Data:

______________________________

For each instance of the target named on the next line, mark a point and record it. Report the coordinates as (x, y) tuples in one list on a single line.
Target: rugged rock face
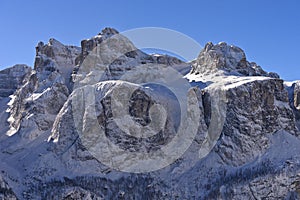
[(12, 78), (227, 58), (246, 143), (297, 95)]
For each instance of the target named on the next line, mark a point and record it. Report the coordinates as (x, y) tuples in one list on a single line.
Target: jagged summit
[(228, 60), (254, 153)]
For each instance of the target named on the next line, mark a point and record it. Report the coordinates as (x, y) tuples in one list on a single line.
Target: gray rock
[(246, 144), (227, 59), (12, 78)]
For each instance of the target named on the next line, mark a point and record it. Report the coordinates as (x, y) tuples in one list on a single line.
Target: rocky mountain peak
[(108, 32), (228, 60), (246, 143)]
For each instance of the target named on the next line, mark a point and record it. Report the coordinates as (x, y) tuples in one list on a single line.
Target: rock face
[(12, 78), (246, 123), (297, 96), (227, 59)]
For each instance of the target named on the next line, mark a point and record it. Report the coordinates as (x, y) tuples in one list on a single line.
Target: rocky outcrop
[(34, 105), (261, 109), (297, 95), (12, 78), (227, 59), (107, 93), (5, 191)]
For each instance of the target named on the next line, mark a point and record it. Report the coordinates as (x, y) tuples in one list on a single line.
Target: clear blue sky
[(268, 31)]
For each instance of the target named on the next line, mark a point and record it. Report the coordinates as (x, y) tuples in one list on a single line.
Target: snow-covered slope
[(226, 129)]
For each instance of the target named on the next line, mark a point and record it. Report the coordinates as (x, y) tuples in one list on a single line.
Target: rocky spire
[(226, 59)]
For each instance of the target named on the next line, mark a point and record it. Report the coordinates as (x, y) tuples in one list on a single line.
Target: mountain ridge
[(43, 150)]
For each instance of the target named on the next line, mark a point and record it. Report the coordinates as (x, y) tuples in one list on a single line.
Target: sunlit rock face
[(246, 143)]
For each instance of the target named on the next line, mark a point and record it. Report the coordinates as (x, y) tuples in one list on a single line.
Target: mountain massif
[(234, 127)]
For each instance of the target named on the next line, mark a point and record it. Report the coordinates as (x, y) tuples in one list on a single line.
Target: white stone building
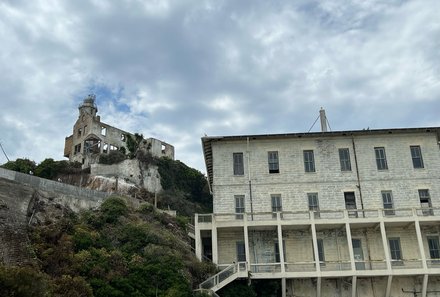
[(357, 212)]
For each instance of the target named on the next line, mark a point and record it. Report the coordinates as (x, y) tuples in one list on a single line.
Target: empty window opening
[(241, 251), (238, 163), (239, 206), (350, 203), (395, 251), (381, 158), (277, 251), (434, 247), (276, 204), (387, 199), (344, 159), (273, 162), (416, 155), (309, 161), (425, 202), (313, 204)]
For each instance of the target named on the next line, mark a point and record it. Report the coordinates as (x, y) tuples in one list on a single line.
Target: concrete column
[(389, 282), (315, 247), (350, 246), (214, 243), (385, 245), (246, 242), (425, 285), (420, 242), (283, 287), (280, 246), (354, 286), (198, 238)]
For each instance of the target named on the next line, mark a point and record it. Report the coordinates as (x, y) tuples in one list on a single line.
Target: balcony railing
[(320, 215)]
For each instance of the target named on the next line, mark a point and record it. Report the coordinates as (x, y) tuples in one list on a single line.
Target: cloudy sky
[(176, 70)]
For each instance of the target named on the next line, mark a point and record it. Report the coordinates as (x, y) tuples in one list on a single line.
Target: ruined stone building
[(92, 137), (348, 213)]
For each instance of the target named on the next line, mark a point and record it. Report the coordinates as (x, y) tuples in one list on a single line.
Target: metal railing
[(226, 275), (321, 215)]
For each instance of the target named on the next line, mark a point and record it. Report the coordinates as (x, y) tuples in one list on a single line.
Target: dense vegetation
[(115, 251)]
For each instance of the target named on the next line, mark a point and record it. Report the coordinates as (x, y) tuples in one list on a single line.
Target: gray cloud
[(177, 71)]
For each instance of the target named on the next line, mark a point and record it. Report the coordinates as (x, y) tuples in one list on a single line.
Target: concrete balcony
[(322, 217)]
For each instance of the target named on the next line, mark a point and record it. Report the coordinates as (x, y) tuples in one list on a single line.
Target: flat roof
[(208, 140)]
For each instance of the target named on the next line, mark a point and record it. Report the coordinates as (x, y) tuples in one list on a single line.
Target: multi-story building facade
[(349, 213), (91, 137)]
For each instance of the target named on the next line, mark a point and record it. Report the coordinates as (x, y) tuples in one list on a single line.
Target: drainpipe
[(249, 179), (357, 175)]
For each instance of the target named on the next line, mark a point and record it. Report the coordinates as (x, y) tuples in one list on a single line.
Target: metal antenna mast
[(1, 146)]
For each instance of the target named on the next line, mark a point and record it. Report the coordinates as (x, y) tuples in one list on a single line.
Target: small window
[(416, 155), (277, 251), (395, 251), (241, 251), (238, 163), (313, 203), (309, 161), (434, 247), (276, 204), (239, 206), (381, 159), (388, 206), (273, 162), (425, 202), (321, 253), (350, 203), (344, 159)]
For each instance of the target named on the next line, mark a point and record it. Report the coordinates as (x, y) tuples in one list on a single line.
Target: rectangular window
[(272, 158), (241, 251), (276, 204), (388, 206), (425, 202), (239, 206), (277, 251), (309, 161), (395, 251), (416, 155), (381, 158), (434, 247), (238, 163), (321, 254), (350, 203), (344, 159), (313, 203)]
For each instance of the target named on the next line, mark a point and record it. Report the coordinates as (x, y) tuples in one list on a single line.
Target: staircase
[(224, 277)]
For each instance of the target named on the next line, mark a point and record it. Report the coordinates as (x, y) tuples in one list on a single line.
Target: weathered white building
[(91, 137), (357, 212)]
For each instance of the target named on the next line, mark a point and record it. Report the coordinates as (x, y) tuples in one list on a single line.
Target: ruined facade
[(350, 213), (91, 137)]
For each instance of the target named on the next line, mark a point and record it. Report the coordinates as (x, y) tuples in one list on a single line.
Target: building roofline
[(208, 140)]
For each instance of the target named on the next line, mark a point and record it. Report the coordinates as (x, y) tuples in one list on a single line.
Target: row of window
[(393, 242), (344, 159), (350, 203)]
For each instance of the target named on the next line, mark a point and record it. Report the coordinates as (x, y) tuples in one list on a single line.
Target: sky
[(179, 70)]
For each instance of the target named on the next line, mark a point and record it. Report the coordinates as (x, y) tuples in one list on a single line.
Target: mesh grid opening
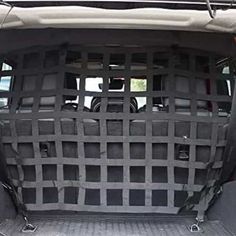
[(100, 127)]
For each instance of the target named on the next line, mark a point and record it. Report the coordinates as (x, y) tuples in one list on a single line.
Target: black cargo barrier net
[(114, 129)]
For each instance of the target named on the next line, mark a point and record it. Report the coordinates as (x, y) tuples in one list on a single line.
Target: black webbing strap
[(7, 183)]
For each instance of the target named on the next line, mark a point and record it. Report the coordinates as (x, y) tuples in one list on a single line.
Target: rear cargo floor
[(58, 225)]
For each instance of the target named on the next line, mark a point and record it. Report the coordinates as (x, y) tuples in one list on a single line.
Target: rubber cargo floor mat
[(111, 226)]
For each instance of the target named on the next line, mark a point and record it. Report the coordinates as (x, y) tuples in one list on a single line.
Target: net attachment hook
[(28, 228), (195, 228)]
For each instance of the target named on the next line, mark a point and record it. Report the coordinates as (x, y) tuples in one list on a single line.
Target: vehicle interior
[(117, 131)]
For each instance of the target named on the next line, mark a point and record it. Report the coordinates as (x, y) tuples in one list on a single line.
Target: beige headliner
[(146, 18)]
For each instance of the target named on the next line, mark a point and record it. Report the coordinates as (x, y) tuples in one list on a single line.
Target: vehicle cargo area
[(116, 132)]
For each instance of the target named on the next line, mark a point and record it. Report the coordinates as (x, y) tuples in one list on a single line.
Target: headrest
[(115, 104)]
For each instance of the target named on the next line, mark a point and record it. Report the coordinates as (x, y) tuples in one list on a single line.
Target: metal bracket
[(28, 228), (195, 228), (212, 12)]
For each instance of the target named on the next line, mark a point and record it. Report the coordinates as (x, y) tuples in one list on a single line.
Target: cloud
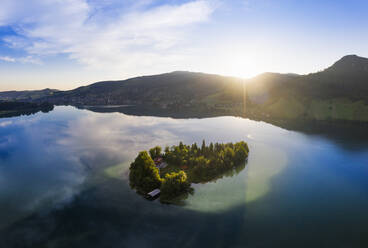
[(7, 59), (23, 60), (106, 35)]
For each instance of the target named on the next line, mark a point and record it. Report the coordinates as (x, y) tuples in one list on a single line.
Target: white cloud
[(7, 59), (23, 60), (104, 35)]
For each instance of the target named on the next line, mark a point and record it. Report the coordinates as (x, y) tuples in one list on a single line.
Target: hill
[(338, 93)]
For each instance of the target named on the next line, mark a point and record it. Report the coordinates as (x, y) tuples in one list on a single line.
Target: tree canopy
[(185, 165), (144, 175)]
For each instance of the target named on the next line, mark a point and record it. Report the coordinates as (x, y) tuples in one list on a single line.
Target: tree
[(173, 185), (144, 176), (155, 152)]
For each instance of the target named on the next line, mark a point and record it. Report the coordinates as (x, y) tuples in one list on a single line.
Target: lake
[(64, 183)]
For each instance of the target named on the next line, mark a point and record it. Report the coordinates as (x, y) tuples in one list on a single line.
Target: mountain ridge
[(339, 92)]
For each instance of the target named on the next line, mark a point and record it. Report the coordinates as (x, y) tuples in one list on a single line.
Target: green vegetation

______________________________

Exercise aim: The line containing "Target: lake" opens the range, and the last line of the entries closes it; copy that range exactly.

Expected answer:
Target: lake
[(64, 183)]
For each instance of the target named on the next line, mark a point and record it. Report the coordinates as (x, y) tuples in one list on a single line.
Target: mountain ridge
[(339, 92)]
For each instance of the target named on the next line, mark a point and record it. Report the coordinates as (x, y) tuples in one list on a single line.
Target: green vegetation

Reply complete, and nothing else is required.